**任务说明:** 将以下全部数据逐行转换为 Markdown 表格，设"序号"和"内容"两列，分别填写行号与该行文本，空行略去不计。

提取的数据
----------------------------------------

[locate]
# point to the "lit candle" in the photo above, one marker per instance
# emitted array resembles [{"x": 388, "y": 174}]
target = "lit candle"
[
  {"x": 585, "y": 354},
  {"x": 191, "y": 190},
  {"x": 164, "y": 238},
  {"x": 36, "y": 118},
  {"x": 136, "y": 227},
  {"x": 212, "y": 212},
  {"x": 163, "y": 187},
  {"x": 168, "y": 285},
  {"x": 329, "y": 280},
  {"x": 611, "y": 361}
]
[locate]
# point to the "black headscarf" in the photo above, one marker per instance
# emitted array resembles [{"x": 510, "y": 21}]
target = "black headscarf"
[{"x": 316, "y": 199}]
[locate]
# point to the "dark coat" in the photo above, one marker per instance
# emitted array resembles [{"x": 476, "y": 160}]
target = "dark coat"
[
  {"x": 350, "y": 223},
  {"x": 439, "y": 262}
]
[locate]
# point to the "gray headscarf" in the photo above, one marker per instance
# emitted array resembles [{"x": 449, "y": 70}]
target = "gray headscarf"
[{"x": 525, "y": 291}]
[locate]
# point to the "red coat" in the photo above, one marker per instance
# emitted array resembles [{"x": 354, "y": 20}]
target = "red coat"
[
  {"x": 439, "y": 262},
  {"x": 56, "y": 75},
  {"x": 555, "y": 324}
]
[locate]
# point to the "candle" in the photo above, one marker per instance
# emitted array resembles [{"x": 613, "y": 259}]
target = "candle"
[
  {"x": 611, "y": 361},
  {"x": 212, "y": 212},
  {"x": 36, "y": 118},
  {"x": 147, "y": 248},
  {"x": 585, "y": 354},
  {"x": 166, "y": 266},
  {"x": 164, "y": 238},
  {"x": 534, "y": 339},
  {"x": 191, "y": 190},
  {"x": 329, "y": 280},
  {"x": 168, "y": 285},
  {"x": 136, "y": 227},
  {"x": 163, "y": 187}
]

----------------------------------------

**完整答案:**
| 序号 | 内容 |
|---|---|
| 1 | [locate] |
| 2 | # point to the "lit candle" in the photo above, one marker per instance |
| 3 | # emitted array resembles [{"x": 388, "y": 174}] |
| 4 | target = "lit candle" |
| 5 | [ |
| 6 |   {"x": 585, "y": 354}, |
| 7 |   {"x": 191, "y": 190}, |
| 8 |   {"x": 164, "y": 238}, |
| 9 |   {"x": 36, "y": 118}, |
| 10 |   {"x": 136, "y": 227}, |
| 11 |   {"x": 212, "y": 212}, |
| 12 |   {"x": 163, "y": 187}, |
| 13 |   {"x": 168, "y": 285}, |
| 14 |   {"x": 329, "y": 280}, |
| 15 |   {"x": 611, "y": 361} |
| 16 | ] |
| 17 | [locate] |
| 18 | # point to the "black headscarf" in the photo above, one marker per instance |
| 19 | # emitted array resembles [{"x": 510, "y": 21}] |
| 20 | target = "black headscarf" |
| 21 | [{"x": 316, "y": 199}] |
| 22 | [locate] |
| 23 | # point to the "dark coat" in the photo above, one marker per instance |
| 24 | # emitted array resembles [{"x": 476, "y": 160}] |
| 25 | target = "dark coat" |
| 26 | [ |
| 27 |   {"x": 350, "y": 223}, |
| 28 |   {"x": 439, "y": 262} |
| 29 | ] |
| 30 | [locate] |
| 31 | # point to the "gray headscarf" in the photo above, one marker per instance |
| 32 | # emitted array resembles [{"x": 449, "y": 70}] |
| 33 | target = "gray headscarf" |
| 34 | [{"x": 525, "y": 291}] |
| 35 | [locate] |
| 36 | # point to the "red coat" in the photo above, one marker per instance |
| 37 | # emitted array resembles [{"x": 354, "y": 20}] |
| 38 | target = "red coat" |
| 39 | [ |
| 40 |   {"x": 439, "y": 262}, |
| 41 |   {"x": 56, "y": 75}, |
| 42 |   {"x": 555, "y": 324} |
| 43 | ] |
| 44 | [locate] |
| 45 | # point to the "candle" in the photo above, one marker per instance |
| 46 | # emitted array resembles [{"x": 613, "y": 259}] |
| 47 | target = "candle" |
| 48 | [ |
| 49 |   {"x": 611, "y": 361}, |
| 50 |   {"x": 212, "y": 212}, |
| 51 |   {"x": 36, "y": 118}, |
| 52 |   {"x": 147, "y": 248}, |
| 53 |   {"x": 585, "y": 354}, |
| 54 |   {"x": 166, "y": 266}, |
| 55 |   {"x": 164, "y": 238}, |
| 56 |   {"x": 534, "y": 339}, |
| 57 |   {"x": 191, "y": 190}, |
| 58 |   {"x": 329, "y": 280}, |
| 59 |   {"x": 168, "y": 285}, |
| 60 |   {"x": 136, "y": 227}, |
| 61 |   {"x": 163, "y": 187} |
| 62 | ] |